[Recorded data]

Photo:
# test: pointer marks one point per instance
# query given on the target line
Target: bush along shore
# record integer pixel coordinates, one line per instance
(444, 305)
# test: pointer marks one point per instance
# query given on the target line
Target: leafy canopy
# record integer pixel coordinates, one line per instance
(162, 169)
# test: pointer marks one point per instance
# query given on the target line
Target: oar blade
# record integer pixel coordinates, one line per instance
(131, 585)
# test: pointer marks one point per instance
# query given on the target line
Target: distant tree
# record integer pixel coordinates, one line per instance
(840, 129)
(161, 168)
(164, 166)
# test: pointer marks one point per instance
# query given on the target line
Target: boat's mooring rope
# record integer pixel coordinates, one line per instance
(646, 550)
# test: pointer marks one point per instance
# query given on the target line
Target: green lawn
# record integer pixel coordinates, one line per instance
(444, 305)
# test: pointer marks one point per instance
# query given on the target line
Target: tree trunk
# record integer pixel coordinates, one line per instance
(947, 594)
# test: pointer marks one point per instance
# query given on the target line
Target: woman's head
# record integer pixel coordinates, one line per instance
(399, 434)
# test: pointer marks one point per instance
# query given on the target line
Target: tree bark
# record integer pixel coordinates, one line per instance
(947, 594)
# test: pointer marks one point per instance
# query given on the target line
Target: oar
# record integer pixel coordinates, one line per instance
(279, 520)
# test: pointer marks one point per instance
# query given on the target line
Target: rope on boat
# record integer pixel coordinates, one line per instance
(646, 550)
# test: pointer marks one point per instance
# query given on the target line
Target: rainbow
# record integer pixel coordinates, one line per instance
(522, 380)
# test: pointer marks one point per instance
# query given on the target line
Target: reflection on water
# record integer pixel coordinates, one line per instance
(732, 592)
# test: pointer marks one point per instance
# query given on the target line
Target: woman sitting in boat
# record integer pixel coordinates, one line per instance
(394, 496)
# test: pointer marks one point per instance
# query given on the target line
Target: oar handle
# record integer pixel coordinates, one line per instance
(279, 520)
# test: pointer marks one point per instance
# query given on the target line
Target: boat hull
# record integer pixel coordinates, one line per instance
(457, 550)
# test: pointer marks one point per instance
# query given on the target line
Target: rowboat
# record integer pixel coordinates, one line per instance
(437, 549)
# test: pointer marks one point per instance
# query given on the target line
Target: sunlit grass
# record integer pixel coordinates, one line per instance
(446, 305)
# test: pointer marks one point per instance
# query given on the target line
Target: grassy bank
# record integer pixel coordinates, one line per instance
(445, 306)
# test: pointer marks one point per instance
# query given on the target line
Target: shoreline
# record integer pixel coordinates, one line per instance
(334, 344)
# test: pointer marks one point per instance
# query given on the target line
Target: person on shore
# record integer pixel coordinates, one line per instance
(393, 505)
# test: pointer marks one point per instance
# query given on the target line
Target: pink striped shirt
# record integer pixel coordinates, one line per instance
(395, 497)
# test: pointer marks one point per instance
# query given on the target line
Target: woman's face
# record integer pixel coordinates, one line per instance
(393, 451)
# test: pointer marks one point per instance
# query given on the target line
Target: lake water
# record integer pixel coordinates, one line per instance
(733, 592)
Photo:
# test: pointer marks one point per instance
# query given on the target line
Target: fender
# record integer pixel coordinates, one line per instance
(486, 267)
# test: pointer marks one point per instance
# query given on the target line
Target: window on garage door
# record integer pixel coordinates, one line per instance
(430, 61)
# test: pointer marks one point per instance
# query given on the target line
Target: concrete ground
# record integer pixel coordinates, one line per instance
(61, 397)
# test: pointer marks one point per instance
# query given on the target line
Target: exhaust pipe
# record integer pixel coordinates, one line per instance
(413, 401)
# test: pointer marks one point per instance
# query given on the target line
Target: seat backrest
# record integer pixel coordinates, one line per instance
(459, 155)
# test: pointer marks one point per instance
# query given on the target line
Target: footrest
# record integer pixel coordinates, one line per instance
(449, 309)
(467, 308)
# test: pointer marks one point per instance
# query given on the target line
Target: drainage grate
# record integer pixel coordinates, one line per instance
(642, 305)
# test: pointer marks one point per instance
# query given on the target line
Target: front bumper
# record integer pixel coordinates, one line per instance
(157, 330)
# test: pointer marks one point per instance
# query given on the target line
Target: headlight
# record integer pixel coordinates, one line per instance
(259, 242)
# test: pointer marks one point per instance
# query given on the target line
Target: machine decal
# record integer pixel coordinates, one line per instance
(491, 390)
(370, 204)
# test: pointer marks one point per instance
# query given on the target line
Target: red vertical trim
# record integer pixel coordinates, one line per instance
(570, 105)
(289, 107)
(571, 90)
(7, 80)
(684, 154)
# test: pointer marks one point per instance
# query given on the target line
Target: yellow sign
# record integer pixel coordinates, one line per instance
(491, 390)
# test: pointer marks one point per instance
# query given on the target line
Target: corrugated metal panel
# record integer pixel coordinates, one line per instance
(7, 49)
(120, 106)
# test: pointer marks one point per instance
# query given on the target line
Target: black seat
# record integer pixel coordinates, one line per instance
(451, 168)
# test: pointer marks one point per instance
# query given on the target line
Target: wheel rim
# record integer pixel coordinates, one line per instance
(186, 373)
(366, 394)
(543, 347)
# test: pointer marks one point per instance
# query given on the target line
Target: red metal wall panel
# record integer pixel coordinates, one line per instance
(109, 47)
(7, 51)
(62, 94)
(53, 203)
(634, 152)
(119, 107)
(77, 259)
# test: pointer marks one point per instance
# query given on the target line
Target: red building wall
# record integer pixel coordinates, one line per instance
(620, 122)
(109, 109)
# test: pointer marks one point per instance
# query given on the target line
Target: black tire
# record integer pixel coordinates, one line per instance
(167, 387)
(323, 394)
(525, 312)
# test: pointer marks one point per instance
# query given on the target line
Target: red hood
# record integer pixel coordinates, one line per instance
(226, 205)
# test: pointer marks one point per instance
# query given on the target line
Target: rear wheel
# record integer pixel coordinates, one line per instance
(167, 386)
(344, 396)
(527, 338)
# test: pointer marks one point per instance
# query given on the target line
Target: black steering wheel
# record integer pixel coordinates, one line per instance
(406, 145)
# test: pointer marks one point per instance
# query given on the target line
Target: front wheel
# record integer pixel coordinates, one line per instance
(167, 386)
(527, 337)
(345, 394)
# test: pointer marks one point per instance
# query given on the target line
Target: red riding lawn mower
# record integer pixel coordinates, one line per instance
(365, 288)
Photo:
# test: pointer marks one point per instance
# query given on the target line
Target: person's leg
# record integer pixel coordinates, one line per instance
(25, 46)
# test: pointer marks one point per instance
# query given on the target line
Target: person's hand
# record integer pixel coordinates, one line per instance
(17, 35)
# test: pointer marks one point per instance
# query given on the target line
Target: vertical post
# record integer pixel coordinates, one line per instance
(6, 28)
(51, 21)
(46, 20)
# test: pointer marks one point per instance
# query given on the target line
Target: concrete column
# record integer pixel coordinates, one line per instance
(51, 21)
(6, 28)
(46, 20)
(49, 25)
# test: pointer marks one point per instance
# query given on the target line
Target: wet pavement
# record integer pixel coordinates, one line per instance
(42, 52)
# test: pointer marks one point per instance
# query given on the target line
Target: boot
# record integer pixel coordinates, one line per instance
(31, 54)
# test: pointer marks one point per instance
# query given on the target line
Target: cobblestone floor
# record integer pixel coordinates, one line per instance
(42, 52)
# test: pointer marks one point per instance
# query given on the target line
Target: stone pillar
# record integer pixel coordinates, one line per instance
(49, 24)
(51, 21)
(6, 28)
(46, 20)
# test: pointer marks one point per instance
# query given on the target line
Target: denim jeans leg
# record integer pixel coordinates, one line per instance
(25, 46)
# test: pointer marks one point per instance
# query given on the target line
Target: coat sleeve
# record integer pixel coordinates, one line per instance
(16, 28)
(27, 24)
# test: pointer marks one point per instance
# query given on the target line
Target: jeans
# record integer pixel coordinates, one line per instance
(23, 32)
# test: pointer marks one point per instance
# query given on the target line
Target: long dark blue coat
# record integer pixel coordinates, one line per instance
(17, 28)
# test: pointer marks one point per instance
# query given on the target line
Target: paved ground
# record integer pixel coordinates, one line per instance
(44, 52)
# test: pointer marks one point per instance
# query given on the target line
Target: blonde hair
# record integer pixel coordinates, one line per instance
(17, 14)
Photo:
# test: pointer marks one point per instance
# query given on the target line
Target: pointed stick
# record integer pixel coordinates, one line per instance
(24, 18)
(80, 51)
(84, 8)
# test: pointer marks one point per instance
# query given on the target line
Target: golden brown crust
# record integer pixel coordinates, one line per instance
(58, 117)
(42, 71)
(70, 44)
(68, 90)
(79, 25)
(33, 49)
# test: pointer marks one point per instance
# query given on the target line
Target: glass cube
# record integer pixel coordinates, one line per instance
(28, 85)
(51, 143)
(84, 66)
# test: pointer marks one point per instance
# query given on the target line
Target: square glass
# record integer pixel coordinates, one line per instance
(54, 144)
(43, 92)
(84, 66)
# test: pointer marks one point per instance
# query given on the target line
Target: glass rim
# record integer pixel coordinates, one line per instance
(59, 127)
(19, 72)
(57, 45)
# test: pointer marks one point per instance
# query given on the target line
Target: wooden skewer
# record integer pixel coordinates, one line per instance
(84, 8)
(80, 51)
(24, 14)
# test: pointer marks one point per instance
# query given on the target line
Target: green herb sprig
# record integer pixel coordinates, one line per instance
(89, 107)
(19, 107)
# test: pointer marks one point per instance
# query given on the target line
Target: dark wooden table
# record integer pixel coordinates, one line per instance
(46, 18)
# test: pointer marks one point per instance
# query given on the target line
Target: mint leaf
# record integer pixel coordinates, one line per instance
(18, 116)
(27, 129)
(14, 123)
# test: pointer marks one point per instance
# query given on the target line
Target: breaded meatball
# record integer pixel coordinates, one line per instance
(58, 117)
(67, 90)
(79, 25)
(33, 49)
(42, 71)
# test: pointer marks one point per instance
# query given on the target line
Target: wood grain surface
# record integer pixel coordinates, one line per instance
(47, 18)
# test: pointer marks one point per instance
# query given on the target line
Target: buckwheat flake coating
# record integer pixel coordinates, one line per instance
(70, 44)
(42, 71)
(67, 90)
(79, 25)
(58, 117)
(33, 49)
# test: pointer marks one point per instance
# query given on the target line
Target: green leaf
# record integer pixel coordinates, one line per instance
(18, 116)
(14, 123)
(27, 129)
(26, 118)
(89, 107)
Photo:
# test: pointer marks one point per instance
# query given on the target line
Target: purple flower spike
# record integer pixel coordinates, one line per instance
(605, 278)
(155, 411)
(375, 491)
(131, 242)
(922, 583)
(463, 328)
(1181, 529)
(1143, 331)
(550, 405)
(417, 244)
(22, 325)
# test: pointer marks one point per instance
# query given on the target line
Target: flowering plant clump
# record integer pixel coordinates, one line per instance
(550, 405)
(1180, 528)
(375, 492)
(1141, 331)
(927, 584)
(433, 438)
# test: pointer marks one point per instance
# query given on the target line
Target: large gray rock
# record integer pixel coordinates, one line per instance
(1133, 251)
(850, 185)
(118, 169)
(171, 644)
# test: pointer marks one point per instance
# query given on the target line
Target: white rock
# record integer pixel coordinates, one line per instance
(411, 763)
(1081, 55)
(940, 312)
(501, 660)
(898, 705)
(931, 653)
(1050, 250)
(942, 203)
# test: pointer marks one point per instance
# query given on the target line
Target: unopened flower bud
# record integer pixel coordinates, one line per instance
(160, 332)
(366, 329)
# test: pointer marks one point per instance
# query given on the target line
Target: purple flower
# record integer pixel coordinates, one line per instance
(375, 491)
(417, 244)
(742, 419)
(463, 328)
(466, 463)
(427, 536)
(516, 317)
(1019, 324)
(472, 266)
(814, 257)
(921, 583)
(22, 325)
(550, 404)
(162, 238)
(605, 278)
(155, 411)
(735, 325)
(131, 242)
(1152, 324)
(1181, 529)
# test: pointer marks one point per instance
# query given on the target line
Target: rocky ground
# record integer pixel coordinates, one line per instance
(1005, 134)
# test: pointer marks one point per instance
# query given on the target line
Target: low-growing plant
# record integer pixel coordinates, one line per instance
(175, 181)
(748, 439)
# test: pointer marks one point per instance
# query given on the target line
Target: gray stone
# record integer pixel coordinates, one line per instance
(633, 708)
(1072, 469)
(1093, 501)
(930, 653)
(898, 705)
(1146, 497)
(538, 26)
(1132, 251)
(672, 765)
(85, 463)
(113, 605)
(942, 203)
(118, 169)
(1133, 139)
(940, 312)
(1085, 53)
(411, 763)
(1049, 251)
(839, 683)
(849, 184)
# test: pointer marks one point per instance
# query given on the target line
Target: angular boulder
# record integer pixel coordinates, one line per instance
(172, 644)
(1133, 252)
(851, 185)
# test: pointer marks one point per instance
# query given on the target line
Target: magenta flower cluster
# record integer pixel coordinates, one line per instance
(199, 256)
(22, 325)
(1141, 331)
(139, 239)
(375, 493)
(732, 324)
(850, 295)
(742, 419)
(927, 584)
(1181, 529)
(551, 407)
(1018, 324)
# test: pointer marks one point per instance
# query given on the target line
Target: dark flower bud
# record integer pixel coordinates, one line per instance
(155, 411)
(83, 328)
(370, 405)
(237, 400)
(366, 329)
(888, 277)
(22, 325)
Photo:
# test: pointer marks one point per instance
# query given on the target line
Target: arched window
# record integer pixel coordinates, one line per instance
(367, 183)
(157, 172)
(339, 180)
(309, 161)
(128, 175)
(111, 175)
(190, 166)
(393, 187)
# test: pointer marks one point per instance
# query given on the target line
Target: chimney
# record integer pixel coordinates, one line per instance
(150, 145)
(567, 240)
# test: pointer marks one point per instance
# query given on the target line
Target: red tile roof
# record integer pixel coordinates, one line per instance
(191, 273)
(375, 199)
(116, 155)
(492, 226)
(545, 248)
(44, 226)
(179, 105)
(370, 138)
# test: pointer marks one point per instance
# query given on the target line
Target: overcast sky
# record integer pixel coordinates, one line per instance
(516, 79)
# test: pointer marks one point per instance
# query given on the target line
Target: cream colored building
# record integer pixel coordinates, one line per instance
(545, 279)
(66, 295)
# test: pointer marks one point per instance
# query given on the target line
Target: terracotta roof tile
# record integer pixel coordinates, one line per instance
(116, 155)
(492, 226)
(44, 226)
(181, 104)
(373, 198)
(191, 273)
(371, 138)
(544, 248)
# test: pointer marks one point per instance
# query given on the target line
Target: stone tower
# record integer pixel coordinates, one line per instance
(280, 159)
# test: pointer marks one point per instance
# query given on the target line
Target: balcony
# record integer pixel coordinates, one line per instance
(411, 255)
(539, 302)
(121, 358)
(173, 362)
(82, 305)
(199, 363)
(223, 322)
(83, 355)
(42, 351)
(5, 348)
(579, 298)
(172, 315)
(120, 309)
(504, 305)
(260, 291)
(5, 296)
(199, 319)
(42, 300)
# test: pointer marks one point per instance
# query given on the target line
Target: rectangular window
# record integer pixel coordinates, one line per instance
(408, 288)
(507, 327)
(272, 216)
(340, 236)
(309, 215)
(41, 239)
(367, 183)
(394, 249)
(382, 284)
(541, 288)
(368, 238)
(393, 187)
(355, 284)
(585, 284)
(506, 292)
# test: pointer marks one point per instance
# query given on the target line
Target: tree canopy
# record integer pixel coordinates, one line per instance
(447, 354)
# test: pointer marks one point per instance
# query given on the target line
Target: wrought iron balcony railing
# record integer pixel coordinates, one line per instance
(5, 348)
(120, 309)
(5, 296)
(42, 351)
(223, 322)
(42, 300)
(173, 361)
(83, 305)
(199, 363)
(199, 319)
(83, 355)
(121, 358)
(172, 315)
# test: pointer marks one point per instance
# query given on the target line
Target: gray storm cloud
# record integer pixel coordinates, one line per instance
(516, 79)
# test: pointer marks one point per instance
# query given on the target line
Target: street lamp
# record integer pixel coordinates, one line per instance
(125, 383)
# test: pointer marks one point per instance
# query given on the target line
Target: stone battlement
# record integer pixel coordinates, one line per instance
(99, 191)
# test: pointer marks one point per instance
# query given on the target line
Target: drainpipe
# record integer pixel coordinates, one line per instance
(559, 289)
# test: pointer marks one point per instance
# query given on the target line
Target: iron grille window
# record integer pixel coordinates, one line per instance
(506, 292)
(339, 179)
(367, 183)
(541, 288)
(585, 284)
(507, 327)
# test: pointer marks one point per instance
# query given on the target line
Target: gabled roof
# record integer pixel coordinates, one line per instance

■ **Your goal**
Report how many lines of the material contain the string "wheel", and give only that number.

■ **Task output**
4